* **REQUIREMENTS**: Rewrite the lines from the very first one through the line holding "POLYGON ((133 300, 134", both included, with "sample" replaced by "specimen" and nothing else changed.

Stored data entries
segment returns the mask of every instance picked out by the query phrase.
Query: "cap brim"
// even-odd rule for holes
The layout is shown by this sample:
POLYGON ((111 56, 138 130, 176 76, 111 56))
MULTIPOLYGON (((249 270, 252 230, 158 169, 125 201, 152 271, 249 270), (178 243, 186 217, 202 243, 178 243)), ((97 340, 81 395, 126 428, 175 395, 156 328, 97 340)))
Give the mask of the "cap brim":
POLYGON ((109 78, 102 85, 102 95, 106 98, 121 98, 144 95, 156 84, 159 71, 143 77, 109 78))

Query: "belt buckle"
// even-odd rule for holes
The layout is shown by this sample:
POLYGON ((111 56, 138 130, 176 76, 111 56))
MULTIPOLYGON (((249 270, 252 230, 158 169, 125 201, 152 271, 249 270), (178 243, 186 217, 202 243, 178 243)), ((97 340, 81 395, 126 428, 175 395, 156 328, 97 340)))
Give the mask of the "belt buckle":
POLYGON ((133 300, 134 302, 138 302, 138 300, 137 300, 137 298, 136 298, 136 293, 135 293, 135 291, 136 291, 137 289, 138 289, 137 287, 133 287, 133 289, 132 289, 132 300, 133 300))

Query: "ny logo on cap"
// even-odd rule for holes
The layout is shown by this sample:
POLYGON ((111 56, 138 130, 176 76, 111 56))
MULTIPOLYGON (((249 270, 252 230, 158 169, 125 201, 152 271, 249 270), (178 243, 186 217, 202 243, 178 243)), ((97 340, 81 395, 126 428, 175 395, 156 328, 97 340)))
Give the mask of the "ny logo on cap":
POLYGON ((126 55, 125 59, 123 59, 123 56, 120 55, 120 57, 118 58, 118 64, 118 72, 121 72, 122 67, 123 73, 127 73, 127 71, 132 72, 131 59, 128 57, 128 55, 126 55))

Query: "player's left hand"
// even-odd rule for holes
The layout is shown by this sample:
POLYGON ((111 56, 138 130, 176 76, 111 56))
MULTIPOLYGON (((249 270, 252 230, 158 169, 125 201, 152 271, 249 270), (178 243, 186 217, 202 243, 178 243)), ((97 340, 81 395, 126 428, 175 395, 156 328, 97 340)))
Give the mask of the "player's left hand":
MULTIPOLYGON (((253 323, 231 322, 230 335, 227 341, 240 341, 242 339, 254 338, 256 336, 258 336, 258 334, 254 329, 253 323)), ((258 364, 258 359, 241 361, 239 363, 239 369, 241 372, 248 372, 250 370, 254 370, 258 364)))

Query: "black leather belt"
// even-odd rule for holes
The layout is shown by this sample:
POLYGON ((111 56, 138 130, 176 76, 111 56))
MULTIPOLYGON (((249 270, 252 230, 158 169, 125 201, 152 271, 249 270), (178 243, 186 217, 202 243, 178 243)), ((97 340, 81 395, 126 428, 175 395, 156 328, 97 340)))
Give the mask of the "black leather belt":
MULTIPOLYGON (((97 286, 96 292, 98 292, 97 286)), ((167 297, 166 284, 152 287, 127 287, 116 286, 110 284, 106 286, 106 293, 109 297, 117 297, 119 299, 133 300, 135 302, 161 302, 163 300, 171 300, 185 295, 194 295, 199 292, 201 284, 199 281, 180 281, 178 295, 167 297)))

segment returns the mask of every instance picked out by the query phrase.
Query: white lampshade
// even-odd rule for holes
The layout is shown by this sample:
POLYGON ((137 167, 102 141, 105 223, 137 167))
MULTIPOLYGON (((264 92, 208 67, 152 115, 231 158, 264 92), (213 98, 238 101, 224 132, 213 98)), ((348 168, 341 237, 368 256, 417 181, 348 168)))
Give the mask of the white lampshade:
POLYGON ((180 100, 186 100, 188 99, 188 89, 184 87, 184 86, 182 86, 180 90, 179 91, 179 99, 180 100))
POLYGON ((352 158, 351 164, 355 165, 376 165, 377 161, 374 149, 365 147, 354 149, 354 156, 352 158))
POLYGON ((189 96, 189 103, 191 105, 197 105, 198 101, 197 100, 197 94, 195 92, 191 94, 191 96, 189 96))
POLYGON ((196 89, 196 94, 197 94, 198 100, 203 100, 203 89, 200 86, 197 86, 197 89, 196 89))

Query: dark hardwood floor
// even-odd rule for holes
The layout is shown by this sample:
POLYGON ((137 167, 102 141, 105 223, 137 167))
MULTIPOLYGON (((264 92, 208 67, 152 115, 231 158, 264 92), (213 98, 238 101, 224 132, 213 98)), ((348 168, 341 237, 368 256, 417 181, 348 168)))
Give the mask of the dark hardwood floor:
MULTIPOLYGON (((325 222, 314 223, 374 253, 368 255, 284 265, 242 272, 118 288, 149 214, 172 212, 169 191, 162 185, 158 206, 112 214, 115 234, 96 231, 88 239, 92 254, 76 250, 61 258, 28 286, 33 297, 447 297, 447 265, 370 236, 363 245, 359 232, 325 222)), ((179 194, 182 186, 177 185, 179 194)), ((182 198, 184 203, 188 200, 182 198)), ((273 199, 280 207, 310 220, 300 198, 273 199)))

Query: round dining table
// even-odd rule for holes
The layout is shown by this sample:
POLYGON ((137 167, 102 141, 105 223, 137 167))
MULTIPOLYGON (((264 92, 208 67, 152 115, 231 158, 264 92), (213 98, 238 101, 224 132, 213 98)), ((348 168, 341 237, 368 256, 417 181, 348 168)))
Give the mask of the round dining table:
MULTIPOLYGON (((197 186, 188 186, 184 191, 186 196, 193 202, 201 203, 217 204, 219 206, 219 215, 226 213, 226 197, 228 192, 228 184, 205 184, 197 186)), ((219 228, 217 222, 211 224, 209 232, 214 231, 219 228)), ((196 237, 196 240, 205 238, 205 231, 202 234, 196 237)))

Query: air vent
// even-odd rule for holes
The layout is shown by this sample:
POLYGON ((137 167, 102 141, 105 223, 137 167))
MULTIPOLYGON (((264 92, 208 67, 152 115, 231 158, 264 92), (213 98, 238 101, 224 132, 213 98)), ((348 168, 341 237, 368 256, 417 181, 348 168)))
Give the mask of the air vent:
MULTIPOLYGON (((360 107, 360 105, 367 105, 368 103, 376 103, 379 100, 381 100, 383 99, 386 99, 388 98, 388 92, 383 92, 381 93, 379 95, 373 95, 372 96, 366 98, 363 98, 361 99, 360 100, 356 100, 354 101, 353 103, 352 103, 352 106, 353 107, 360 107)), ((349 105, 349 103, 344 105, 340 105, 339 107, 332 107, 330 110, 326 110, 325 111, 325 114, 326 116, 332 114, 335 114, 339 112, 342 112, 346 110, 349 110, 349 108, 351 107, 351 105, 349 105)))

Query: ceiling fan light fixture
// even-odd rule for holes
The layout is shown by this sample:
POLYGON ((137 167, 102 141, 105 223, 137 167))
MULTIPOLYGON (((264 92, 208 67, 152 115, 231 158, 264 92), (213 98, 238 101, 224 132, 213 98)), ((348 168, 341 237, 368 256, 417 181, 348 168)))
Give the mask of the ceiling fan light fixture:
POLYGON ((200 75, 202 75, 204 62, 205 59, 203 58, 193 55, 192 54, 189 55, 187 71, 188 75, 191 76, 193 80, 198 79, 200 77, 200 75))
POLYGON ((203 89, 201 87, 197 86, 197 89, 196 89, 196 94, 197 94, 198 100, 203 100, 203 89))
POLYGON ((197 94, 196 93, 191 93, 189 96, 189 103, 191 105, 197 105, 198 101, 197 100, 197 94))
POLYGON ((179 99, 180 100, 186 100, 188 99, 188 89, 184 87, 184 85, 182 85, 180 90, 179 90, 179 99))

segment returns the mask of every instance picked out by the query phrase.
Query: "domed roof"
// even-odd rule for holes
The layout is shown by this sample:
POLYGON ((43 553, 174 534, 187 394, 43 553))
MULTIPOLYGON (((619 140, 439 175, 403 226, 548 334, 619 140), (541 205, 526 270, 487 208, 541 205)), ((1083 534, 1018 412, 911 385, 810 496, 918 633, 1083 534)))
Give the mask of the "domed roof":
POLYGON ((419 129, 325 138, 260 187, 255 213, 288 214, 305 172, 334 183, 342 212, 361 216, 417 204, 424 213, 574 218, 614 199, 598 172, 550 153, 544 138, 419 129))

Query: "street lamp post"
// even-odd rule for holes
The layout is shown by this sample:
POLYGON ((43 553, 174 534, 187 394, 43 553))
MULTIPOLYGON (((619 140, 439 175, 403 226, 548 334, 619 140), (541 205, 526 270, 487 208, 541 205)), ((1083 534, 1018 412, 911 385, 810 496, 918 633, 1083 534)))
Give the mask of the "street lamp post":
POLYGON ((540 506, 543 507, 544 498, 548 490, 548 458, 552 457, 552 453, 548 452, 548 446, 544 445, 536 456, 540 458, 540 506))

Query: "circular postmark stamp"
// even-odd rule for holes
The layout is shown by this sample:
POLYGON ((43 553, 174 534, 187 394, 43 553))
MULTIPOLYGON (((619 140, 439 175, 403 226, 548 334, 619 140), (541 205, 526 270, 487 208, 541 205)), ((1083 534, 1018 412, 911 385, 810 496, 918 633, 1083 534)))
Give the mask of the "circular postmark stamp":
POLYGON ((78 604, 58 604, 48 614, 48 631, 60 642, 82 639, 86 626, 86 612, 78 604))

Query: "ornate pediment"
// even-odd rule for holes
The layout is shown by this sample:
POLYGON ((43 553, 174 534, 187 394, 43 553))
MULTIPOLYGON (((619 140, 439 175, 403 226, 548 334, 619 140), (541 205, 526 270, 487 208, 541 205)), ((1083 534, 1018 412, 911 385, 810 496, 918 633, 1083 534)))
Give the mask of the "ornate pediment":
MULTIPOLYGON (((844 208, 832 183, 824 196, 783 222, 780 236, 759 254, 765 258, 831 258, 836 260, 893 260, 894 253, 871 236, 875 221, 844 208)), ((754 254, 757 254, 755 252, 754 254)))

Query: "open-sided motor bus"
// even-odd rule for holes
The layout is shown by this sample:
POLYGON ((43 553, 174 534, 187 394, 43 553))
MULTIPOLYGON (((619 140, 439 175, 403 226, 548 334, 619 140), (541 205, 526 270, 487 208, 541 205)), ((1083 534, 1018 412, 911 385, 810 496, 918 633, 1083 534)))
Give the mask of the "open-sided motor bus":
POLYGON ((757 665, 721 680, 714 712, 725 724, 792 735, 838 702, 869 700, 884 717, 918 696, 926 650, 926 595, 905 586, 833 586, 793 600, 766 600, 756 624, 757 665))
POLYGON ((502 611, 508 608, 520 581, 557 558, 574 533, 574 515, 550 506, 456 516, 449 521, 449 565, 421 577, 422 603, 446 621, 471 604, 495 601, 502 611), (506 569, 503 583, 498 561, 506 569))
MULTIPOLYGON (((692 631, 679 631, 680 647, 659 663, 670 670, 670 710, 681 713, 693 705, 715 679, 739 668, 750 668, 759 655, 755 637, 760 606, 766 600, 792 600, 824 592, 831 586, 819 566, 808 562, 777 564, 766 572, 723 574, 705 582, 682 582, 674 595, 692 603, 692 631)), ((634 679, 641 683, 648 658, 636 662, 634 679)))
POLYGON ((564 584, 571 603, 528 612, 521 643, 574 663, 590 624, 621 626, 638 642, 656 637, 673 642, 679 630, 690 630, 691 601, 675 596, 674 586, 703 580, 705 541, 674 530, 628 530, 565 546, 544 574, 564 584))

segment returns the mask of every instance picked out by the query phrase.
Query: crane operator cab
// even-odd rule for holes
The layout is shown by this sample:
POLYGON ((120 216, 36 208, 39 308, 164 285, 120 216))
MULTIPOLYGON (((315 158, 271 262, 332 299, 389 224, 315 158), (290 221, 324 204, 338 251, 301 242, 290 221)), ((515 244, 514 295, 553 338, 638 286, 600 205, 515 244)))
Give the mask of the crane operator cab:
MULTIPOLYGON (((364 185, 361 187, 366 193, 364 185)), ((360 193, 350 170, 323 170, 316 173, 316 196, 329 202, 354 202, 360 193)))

* **OUTPUT FOR THIS EXERCISE**:
segment returns the mask of every instance picked out by the query phrase.
Query: "cap brim"
// even-odd rule for holes
The layout is shown by this specimen:
POLYGON ((111 56, 138 130, 176 76, 111 56))
MULTIPOLYGON (((249 270, 252 230, 158 169, 125 201, 152 271, 249 270), (178 243, 186 217, 202 243, 178 243)), ((97 340, 81 395, 126 428, 175 395, 156 328, 97 340)))
Give the mask of the "cap brim":
POLYGON ((109 78, 102 85, 102 95, 106 98, 121 98, 144 95, 156 84, 159 71, 143 77, 109 78))

Query: "belt buckle"
// even-odd rule for holes
The layout is shown by this specimen:
POLYGON ((111 56, 138 130, 176 76, 111 56))
MULTIPOLYGON (((249 270, 252 230, 158 169, 125 201, 152 271, 249 270), (178 243, 186 217, 202 243, 178 243)), ((97 340, 81 395, 126 428, 175 395, 156 328, 97 340)))
Give the mask of the "belt buckle":
POLYGON ((133 300, 134 302, 138 302, 138 300, 137 300, 137 298, 136 298, 136 293, 135 293, 135 291, 136 291, 137 289, 138 289, 137 287, 133 287, 133 289, 132 289, 132 300, 133 300))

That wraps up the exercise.